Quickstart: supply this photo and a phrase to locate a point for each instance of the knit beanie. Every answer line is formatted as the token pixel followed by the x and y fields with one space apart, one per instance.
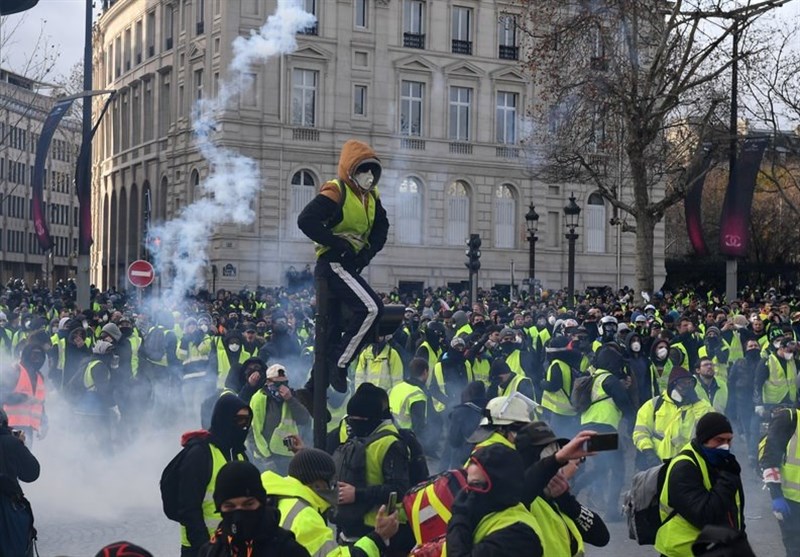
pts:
pixel 238 478
pixel 711 425
pixel 123 549
pixel 309 465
..........
_Task to complete_
Once the pictures are set aside, repeat the remaining data word for word.

_Solution to the problem_
Quickstart: supply this photo and a phrase to locate a point for each instance of the knit beanie. Every answer line is formatted as the token pixel followed by the x and y fields with one space apart, one per instance.
pts:
pixel 238 478
pixel 711 425
pixel 123 549
pixel 309 465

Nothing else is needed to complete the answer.